Selected excerpt =>
We keep doing this DJ stuff and maybe someone here can do it, but most of us… we’re not going to make it.
I’ve set up headliners, rocked my fair share of primetime slots and relished opportunities to open. I’m STILL not sure what it is I want out of all of this.
What I DO know is that I can’t buy the feeling I get when I finish playing a good set. Playing music takes me outside of myself and gives me that thing that I need. That thing helps to carry me through the everyday struggle until it’s time for the next gig.
And in between the sets there is your fam.
Your fam doesn’t have to be that difficult to find. I like to say that real recognizes real, not to mention real can spot fake from a mile away.
Nevertheless we’re all part of a community. Life tip: I’ve been known to speak a little too freely and publicly in my past, which can reflect poorly in the eyes of a tight-knit community. What I haven’t always understood is that while EVERYONE has issues, you don’t need to spout off about them to anyone willing to listen. But you can be real with the people you trust 100%.
It’s the entertainment business. Being brutally honest will win you zero jobs and even less favors, but if you want to stay sane you better have someone you can talk to.

[Referring-expression data]
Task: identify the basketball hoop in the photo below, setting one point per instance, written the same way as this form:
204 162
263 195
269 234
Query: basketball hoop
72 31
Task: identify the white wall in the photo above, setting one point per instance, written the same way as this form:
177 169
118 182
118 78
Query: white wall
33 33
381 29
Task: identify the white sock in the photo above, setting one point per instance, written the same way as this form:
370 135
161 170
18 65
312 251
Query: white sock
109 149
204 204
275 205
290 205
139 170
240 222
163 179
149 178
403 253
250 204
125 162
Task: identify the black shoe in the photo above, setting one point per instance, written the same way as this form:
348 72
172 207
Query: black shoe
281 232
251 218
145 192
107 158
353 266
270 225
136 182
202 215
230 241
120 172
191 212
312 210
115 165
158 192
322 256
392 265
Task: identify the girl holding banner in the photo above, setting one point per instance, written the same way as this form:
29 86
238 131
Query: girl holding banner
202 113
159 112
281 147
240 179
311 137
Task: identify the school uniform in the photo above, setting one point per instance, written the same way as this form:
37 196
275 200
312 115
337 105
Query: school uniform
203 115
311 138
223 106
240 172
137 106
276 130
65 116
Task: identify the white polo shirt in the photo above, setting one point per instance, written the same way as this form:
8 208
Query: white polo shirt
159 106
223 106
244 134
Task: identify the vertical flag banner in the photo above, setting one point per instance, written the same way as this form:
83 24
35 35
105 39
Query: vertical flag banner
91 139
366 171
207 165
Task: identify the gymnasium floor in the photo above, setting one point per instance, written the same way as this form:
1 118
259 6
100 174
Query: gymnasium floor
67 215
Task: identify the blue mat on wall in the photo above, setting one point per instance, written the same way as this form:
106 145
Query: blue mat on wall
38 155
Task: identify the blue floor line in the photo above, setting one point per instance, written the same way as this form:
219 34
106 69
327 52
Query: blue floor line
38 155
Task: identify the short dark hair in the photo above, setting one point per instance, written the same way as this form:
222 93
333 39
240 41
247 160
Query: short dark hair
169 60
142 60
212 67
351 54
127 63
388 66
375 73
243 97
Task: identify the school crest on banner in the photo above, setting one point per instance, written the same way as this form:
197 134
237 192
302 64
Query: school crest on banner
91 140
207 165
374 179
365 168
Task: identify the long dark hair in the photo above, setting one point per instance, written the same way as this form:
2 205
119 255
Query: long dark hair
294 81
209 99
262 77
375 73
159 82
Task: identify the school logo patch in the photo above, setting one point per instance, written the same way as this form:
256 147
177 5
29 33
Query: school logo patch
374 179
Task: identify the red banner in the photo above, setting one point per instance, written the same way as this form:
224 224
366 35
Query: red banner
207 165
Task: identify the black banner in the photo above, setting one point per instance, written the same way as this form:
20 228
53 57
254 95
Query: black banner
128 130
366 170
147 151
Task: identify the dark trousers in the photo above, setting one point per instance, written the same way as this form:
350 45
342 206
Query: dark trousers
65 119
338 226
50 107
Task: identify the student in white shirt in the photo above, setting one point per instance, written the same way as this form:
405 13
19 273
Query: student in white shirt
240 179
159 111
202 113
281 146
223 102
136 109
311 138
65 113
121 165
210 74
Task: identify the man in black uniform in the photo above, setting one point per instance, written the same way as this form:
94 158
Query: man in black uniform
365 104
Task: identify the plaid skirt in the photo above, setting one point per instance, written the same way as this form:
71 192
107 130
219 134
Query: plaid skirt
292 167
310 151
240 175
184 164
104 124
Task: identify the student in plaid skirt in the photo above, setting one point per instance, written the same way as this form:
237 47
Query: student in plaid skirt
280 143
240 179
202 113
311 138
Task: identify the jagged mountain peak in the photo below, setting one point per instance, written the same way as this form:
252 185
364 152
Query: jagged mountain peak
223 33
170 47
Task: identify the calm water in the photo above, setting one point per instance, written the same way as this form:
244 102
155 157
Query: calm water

Exercise =>
Repeat the DJ piece word for word, starting at the words "I’ve set up" and stopping after "is your fam.". Rely only on the DJ piece to respond.

Result =>
I’ve set up headliners, rocked my fair share of primetime slots and relished opportunities to open. I’m STILL not sure what it is I want out of all of this.
What I DO know is that I can’t buy the feeling I get when I finish playing a good set. Playing music takes me outside of myself and gives me that thing that I need. That thing helps to carry me through the everyday struggle until it’s time for the next gig.
And in between the sets there is your fam.